+++ SUPPLIED TEXT +++
The news of the arrest of the Vice President of the Ennahda movement, Noureddine Bhiri, has rekindled the controversy over the existence of "secret prisons" in the country, especially in light of the statements of Bhiri's defence team about putting him in one of the "secret prisons" that existed under the regime of former president, Zine El Abidine Ben Ali, which is supposed to be closed for many years.
At a press conference held by Bhiri's defence team on Monday in the capital, a member of the body, attorney Abderrazak Kilani, said that Bhiri is currently considered "in a case of enforced disappearance, which is a crime that has no statute of limitations," criticising the way Bhiri was "abducted," which he said was similar to the mafia's work, as there was a breach of the immunity he enjoyed as a representative of the people and a lawyer.
A member of the committee, Samir Dilo, said that Bhiri "is currently in the resuscitation ward of the Habib Bougatfa hospital in Bizerte (north). However, his defence committee does not know where he was brought from. The committee doubts the three places that could be considered as the place of detention of Bhiri before his transfer to the hospital, which are either barracks in Menzel Jemil in Bizerte, an agricultural training centre in Menzel Jemil or a house that was used before the revolution (by the regime of Ben Ali) to detain political opponents who are tortured in unofficial places.
"Kais Saied speaks frequently about dark rooms, yet today the world has discovered that he is the owner of dark rooms and hidden corridors. All of his decisions rendered by a small gang operating in dark rooms, and this has resulted in the abduction of activists to hide them in dark ghost houses", Rafik Abdessalem, a leader of the Ennahda movement wrote.
+++ INFORMATION SUPPLIED +++
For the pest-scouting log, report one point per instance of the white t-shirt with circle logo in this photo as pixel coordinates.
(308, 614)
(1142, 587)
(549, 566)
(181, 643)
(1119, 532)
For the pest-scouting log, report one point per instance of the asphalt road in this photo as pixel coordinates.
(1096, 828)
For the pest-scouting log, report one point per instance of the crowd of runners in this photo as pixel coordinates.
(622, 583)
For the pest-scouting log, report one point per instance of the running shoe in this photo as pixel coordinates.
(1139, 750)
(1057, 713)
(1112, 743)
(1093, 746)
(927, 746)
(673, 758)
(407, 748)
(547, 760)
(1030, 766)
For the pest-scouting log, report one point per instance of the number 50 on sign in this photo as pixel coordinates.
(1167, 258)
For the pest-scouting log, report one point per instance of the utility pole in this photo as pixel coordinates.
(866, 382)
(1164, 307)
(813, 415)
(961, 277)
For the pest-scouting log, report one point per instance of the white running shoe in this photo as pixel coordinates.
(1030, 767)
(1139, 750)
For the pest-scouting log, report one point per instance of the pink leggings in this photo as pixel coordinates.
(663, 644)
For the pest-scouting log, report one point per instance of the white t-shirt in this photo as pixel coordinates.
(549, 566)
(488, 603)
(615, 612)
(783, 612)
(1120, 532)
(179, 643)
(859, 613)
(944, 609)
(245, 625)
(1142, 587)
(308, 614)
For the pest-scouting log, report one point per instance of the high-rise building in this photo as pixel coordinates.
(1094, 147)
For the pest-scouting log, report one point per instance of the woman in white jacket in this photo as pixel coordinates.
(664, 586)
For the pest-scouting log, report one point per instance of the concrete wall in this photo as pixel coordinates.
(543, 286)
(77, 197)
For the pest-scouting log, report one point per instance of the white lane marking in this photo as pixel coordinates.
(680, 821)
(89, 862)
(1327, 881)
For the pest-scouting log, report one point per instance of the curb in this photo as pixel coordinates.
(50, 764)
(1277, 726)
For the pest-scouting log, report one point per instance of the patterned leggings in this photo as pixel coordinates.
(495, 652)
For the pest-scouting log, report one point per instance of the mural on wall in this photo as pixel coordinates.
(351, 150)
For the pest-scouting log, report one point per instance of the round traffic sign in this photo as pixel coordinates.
+++
> WHAT TO DO
1: Decide whether each statement agrees with the report on Noureddine Bhiri's arrest. For each one, answer yes or no and quote the words of the report that decide it.
(a) Bhiri's defence team held its press conference in Bizerte.
(b) Samir Dilo placed Bhiri in the resuscitation ward of the Habib Bougatfa hospital.
(c) The defence committee knows where Bhiri was brought from before he reached the hospital.
2: Continue the report on Noureddine Bhiri's arrest, starting after the quotation from Rafik Abdessalem.

> REPLIES
1:
(a) No: "At a press conference held by Bhiri's defence team on Monday in the capital"
(b) Yes: "is currently in the resuscitation ward of the Habib Bougatfa hospital in Bizerte (north)"
(c) No: "his defence committee does not know where he was brought from"

2:
"The government that abducts its citizens and violates their legitimate rights by using obsolete and unconstitutional legal texts that were formulated in the era of tyranny to repress and intimidate opponents, regardless of the justifications or possible crimes that are attributed to them, is a rogue government, beyond the constitution and law, and not worthy of respect; everyone must encounter this dangerous perversion of power," Ghazi Chaouachi, Secretary-General of the Democratic Current Party wrote.
"The state has no right to establish secret prisons or to arrest a citizen outside of legal formulas, whether that citizen is Noureddine Bhiri or someone else. The invocation of Order No: 50 of 1978, the same as the case of military trials of civilians, is a scandal in post-revolution Tunisia," Mohamed Hamdi, Chaouachi's deputy, posted on Facebook.
"One of the feats of civil society, which has remained an exception in its Arab and African environment for the defence of human rights, which has always raised the slogan 'All rights for all people', is transformed now into a suffocating political storehouse that carrying an 'inhumane' filtering of victims, it is an identity-based sorting," former Minister, Mehdi Mabrouk, wrote.
Abdelwahab El Hani, leader of the Al Majd Party, added: "The state of law cannot violate the law, nor can it allow the existence of secret detention places or secret services, neither inside nor outside state agencies. The Solicitor General and public prosecutors must investigate the existence of secret, illegal and undeclared places of detention within their judicial jurisdictions, and to visit, inspect and order immediate closure and sealing of them. Also, to carry out the necessary judicial investigations, to initiate the legal punishment for their illegal presence, with their human rights violations that took place there. The state of law is a whole entity that cannot be divided. All places of detention are subject to mandatory inspection by the General Agency, and are mandatory submitted to the preventive control of the National Commission for the Prevention of Torture."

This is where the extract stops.